- [GIVEN RECORDS]:
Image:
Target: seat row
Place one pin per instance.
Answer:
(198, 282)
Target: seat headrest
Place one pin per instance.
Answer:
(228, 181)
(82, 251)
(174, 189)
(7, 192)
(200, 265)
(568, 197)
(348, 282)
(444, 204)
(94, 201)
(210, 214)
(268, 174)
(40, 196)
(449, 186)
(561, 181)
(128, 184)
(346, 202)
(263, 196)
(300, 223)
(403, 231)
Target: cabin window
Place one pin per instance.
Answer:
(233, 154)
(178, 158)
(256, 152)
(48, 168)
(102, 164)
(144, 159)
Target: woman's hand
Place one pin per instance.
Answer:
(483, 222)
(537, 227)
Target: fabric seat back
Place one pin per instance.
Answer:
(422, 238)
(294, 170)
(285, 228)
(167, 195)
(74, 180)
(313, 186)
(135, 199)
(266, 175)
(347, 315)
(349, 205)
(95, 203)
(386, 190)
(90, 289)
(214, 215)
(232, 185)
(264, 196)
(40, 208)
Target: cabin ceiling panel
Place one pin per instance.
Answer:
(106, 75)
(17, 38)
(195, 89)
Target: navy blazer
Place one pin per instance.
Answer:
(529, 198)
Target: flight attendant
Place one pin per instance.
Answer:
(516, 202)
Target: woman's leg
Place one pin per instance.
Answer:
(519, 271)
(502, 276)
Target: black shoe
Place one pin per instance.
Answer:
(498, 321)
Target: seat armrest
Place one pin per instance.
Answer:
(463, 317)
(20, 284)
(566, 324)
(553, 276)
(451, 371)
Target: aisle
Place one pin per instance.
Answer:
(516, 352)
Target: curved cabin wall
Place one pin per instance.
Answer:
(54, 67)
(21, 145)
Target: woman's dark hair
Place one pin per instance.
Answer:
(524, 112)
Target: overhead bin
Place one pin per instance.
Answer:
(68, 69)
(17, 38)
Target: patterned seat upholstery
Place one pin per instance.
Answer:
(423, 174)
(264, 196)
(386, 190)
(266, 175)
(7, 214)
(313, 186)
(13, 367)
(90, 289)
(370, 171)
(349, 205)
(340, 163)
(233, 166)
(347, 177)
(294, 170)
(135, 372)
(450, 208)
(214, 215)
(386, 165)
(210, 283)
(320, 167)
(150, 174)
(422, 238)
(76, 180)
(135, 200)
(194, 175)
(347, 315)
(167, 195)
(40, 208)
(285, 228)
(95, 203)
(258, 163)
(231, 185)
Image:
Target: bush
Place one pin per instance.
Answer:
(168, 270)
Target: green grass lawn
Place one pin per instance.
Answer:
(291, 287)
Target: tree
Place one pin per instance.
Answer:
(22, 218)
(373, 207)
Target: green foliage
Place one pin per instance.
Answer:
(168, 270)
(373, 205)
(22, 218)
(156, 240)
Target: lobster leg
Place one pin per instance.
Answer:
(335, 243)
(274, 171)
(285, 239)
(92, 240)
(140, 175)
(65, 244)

- [WHAT YOU NEED TO DO]: Reproduce every line of the material from the line containing "Target: seat armrest" up to and including its final line, requests included, and scale each coordinate in the answers by 1.8, rounding to whole numbers with halves rounded up.

- [CORRECT RESULT]:
Target: seat armrest
Place one pin per instance.
Answer:
(833, 571)
(36, 511)
(1019, 583)
(995, 497)
(812, 668)
Target: aisle
Place one pin per instance.
Answer:
(929, 634)
Target: curved cabin wall
Place one pin per instance.
Answer:
(97, 121)
(38, 261)
Target: woman's dark hair
Place one pin per instance.
Answer:
(943, 202)
Target: overhead bin
Place one pin per instance.
Answer:
(122, 124)
(31, 68)
Target: patterned seat upholstery
Place one pin per instance.
Answer:
(761, 313)
(475, 353)
(695, 342)
(479, 315)
(13, 385)
(563, 335)
(23, 661)
(162, 520)
(666, 308)
(628, 369)
(612, 293)
(419, 299)
(625, 319)
(529, 306)
(243, 670)
(810, 374)
(385, 387)
(695, 297)
(378, 509)
(576, 301)
(270, 313)
(760, 428)
(137, 324)
(243, 360)
(349, 315)
(625, 567)
(301, 351)
(72, 374)
(513, 410)
(171, 365)
(464, 293)
(416, 333)
Image:
Target: bush
Place one pin per instance.
Answer:
(302, 486)
Target: green grass lawn
Place one pin per instance.
Answer:
(524, 517)
Target: tree
Place one pin per instance.
Answer:
(40, 392)
(671, 373)
Target: green foliage
Place one pin per instance.
Answer:
(302, 486)
(671, 369)
(40, 392)
(281, 432)
Target: lobster leg
Place one pin per instance.
Answer:
(603, 437)
(493, 308)
(513, 430)
(166, 432)
(252, 315)
(117, 439)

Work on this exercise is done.